More than 100 thousand Americans have succumbed to coronavirus in a pandemic that US President Donald Trump once predicted would “miraculously” go away. Trump once even tried to pitch 100 thousands deaths as “a very good job.” Rather than disappear, however, the virus went on to infect 1.7 million and kill over 100 thousand Americans. The grim milestone marks one of the darkest moments in US history.
The news is deeply saddening and people around the globe, including the people of China, have expressed sympathy for the victims of the virus and their families.
It took only a few months for the virus to become one of the worst public health disasters in US history. The United States has a population of 330 million, which is less than 5 percent of the world’s population, but has by far the highest case count and death toll in the world. While there are many factors at play, a key factor behind the high numbers was the Trump administration’s mishandling of the coronavirus crisis.
With pressure mounting, Trump has tried to spin the narrative. Recently, he mentioned the grim milestone to praise his “job well done” and “quick response” to the crisis, writing, “For all of the political hacks out there, if I hadn’t done my job well, & early, we would have lost 1 1/2 to 2 Million People, as opposed to the 100,000 plus that looks like will be the number. That’s 15 to 20 times more than we will lose. I shut down entry from China very early!”
Trump then sought to pin the blame on China again, writing, “One person lost to this invisible virus is too much, it should have been stopped at its source, China, but I acted very quickly, and made the right decisions.”
Trump also lashed out at the media and his political rivals for spreading “a new narrative” that he responded to coronavirus too slowly.
America, the most powerful country on the planet with the most sophisticated medical technologies, did not have to lose so many lives to coronavirus. The Trump administration squandered vital time as the coronavirus spread across the country. According to a Columbia University study, the administration could have saved at least 36,000 American lives if it had imposed lockdowns and social distancing just one week earlier.
Any way you slice it, the grim milestone is a failure of epic proportions on the part of the Trump administration. In the words of The New York Times, which remembered the lives lost to coronavirus in America on the front page of the newspaper, the loss is “incalculable,” meaning it is too big to calculate. Imagine the city of Green Bay in the US state of Wisconsin wiped from the American map in about three months’ time.
In his inauguration speech in January 2017, Trump used the term “American carnage” to describe the state of the nation and vowed to stop it “right here” and “right now.” However, the coronavirus crisis shows that his administration is far from delivering on his promise of saving America.
The coronavirus pandemic was a global test of governance. The pandemic tested the current administration’s ability to govern and there is no getting around the fact that incompetent politicians and a blame-others strategy have caused unnecessary deaths, creating a disaster that will go down in the history books as a great failure.

REQUIRED ACTIONS
1 – From the commentary on the US coronavirus death toll, retype the part that opens with the words containing "With pressure mounting, Trump" and closes with "coronavirus too slowly.".
2 – In the commentary on the US coronavirus death toll, how many American lives does the cited Columbia University study say could have been saved by imposing lockdowns and social distancing one week earlier?

[Saved entries]
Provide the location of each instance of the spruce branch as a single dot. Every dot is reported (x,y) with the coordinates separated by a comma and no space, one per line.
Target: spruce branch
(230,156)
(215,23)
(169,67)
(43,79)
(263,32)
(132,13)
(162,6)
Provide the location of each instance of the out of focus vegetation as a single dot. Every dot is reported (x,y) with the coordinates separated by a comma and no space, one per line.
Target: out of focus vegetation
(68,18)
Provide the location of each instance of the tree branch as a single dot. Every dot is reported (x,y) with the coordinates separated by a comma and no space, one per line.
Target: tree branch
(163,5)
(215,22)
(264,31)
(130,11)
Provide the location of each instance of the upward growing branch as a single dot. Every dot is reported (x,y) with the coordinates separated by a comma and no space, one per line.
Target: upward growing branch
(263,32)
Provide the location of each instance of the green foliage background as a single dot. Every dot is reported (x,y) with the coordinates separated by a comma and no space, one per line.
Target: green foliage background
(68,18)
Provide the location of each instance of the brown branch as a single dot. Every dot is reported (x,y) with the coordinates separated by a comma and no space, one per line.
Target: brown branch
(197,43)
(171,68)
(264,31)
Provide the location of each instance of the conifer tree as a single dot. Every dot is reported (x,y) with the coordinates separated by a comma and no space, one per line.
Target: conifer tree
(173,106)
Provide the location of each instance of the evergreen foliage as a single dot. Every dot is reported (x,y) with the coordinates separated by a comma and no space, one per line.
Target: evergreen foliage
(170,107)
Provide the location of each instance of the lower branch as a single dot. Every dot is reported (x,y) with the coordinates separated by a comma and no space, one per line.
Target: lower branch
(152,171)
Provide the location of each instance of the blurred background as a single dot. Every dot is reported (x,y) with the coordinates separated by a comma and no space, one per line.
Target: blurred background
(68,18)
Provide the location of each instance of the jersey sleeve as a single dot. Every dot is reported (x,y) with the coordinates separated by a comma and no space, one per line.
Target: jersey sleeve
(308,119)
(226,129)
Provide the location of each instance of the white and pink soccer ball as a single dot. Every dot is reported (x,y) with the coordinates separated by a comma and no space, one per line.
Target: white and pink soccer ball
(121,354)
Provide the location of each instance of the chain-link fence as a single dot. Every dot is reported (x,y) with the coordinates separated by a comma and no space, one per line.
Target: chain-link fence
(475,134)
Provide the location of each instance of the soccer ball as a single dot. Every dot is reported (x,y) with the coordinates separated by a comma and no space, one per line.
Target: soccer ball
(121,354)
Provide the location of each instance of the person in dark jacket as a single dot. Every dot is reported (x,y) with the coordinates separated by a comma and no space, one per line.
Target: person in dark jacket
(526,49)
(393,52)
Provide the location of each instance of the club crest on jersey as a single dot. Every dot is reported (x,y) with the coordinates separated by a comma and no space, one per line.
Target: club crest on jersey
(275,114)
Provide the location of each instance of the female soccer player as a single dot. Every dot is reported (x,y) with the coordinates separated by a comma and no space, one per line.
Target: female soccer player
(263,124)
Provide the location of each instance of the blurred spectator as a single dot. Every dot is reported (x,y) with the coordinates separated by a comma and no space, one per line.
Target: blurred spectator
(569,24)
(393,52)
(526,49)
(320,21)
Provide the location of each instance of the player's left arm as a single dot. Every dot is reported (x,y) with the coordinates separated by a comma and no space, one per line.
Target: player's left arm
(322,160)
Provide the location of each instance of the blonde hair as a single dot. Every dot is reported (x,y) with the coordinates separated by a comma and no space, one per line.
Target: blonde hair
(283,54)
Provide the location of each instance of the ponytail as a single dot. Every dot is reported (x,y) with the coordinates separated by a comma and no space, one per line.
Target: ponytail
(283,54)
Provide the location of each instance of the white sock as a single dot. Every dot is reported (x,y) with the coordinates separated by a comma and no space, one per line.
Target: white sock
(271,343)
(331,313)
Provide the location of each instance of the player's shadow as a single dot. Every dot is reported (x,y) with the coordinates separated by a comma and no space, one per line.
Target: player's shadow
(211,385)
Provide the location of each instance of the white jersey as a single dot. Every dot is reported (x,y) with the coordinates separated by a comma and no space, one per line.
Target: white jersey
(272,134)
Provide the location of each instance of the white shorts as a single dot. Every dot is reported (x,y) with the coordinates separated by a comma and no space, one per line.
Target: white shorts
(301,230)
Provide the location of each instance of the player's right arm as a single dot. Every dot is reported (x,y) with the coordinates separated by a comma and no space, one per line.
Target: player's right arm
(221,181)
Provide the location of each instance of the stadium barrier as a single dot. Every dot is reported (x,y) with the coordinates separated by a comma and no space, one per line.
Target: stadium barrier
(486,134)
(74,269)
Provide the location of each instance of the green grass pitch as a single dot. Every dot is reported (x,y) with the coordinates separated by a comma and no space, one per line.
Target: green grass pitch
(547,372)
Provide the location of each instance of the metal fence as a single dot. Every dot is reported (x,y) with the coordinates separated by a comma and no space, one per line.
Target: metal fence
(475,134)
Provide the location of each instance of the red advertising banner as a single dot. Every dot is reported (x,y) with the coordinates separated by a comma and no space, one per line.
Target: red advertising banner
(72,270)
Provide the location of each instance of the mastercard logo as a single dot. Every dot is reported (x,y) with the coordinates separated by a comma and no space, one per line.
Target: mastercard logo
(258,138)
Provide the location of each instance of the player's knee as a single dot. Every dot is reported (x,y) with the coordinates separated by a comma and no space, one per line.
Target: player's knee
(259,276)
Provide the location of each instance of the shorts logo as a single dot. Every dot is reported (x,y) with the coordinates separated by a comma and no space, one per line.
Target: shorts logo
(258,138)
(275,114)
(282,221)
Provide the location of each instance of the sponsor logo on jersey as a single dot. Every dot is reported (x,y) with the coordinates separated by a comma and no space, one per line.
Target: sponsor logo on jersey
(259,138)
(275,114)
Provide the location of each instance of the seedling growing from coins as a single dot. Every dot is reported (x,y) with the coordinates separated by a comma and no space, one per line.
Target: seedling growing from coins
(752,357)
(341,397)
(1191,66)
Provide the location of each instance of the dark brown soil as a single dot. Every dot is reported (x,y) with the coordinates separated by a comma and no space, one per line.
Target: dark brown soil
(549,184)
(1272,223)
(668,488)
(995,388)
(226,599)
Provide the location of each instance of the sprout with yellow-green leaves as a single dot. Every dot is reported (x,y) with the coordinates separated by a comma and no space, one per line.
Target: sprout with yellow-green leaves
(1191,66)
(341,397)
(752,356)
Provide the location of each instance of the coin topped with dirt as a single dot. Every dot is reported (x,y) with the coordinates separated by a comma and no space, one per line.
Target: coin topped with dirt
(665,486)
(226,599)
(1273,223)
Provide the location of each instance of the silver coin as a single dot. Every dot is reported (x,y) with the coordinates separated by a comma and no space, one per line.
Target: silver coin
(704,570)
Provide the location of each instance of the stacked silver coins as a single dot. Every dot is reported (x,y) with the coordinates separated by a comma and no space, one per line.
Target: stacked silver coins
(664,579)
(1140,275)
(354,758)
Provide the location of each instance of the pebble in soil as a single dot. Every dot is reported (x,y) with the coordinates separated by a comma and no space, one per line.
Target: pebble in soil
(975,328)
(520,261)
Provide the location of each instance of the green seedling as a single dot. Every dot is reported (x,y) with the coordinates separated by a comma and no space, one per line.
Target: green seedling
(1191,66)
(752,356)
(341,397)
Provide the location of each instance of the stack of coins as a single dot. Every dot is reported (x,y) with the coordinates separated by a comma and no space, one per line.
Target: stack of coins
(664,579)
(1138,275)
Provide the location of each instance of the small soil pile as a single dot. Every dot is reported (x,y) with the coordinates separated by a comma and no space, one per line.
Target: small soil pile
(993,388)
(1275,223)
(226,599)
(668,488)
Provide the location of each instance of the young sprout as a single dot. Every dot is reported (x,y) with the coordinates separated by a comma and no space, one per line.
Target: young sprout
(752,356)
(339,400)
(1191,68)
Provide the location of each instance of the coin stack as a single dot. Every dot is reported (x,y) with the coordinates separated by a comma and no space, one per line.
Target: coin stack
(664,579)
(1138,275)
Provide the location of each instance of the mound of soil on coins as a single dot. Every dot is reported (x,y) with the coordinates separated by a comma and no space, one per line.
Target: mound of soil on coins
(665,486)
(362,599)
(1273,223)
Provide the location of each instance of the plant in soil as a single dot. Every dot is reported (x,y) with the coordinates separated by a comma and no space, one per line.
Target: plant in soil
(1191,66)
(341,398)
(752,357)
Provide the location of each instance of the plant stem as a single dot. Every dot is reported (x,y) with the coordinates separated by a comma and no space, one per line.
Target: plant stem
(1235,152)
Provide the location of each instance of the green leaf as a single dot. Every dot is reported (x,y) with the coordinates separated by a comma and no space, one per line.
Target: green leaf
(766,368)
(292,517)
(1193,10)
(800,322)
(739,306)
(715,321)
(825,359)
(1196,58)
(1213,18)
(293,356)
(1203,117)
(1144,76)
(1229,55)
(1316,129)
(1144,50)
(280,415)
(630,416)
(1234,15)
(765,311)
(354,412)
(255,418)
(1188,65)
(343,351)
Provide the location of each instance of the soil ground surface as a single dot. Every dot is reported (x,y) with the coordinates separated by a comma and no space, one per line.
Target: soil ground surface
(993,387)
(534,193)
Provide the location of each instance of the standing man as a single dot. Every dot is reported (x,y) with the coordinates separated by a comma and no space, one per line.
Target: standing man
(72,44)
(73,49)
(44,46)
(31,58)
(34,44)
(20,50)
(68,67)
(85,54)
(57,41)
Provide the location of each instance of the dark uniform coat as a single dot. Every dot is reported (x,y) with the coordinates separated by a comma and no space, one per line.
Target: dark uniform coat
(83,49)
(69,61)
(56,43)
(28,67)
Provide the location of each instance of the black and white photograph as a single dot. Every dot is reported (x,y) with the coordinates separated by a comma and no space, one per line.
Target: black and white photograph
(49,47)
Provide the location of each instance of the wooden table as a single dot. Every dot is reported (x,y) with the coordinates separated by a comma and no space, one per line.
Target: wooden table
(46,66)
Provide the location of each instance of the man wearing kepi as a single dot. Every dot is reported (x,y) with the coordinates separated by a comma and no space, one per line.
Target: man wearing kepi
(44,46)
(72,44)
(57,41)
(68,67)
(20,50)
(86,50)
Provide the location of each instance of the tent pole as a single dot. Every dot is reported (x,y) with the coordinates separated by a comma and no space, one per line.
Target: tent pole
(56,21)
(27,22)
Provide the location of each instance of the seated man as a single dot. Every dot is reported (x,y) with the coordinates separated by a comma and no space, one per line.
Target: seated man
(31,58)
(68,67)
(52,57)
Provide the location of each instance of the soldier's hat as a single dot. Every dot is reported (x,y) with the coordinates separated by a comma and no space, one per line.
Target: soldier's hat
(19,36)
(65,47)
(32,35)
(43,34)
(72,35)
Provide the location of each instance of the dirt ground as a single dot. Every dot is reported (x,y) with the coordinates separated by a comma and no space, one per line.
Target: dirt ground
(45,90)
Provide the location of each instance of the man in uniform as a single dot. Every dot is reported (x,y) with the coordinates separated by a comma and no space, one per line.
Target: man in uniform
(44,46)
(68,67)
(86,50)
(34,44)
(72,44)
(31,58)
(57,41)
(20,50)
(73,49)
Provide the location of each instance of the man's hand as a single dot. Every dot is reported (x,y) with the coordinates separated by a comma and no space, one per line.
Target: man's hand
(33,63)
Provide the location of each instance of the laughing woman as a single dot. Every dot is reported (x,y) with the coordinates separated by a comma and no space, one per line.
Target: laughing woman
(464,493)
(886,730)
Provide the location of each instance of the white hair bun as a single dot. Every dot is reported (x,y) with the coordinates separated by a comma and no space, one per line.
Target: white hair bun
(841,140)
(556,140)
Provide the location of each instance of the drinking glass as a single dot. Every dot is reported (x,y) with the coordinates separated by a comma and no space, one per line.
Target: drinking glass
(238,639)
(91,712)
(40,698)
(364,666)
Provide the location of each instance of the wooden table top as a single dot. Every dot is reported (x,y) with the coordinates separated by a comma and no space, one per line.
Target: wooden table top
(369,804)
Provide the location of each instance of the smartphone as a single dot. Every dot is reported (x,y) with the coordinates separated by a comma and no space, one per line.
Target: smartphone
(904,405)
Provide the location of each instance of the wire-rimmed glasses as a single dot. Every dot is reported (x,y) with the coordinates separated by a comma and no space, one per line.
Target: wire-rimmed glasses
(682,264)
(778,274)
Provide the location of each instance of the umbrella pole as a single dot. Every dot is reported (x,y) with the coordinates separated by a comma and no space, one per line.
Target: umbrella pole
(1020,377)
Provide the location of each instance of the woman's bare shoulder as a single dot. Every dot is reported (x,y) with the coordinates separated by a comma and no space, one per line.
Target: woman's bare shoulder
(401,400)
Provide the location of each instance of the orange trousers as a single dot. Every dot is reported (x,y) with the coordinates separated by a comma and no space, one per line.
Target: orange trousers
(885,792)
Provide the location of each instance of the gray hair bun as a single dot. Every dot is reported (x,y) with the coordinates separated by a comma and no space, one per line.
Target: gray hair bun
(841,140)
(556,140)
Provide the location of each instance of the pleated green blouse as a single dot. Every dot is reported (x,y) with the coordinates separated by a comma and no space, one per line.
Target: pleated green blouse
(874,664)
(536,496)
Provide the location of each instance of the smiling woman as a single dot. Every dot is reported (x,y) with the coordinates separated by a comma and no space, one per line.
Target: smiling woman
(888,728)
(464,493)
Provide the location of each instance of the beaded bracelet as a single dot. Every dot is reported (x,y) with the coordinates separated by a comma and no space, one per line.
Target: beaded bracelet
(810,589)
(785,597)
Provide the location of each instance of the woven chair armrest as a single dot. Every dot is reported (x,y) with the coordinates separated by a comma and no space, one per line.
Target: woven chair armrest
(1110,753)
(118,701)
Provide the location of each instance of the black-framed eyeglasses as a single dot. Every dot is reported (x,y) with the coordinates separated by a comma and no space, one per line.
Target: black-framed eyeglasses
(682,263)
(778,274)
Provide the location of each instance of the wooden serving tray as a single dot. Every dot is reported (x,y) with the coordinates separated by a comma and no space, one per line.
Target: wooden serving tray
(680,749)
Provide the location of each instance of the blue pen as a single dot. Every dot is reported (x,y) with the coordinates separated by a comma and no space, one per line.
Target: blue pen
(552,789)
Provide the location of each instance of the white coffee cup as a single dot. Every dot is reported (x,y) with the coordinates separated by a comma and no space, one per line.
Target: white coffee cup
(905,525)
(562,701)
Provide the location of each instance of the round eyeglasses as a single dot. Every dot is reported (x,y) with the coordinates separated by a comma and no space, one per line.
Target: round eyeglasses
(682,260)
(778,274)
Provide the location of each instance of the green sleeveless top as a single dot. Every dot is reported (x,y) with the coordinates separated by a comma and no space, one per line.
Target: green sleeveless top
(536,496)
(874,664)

RESPONSES BY ITEM NUMBER
1 –
With pressure mounting, Trump has tried to spin the narrative. Recently, he mentioned the grim milestone to praise his “job well done” and “quick response” to the crisis, writing, “For all of the political hacks out there, if I hadn’t done my job well, & early, we would have lost 1 1/2 to 2 Million People, as opposed to the 100,000 plus that looks like will be the number. That’s 15 to 20 times more than we will lose. I shut down entry from China very early!”
Trump then sought to pin the blame on China again, writing, “One person lost to this invisible virus is too much, it should have been stopped at its source, China, but I acted very quickly, and made the right decisions.”
Trump also lashed out at the media and his political rivals for spreading “a new narrative” that he responded to coronavirus too slowly.

2 – At least 36,000 American lives.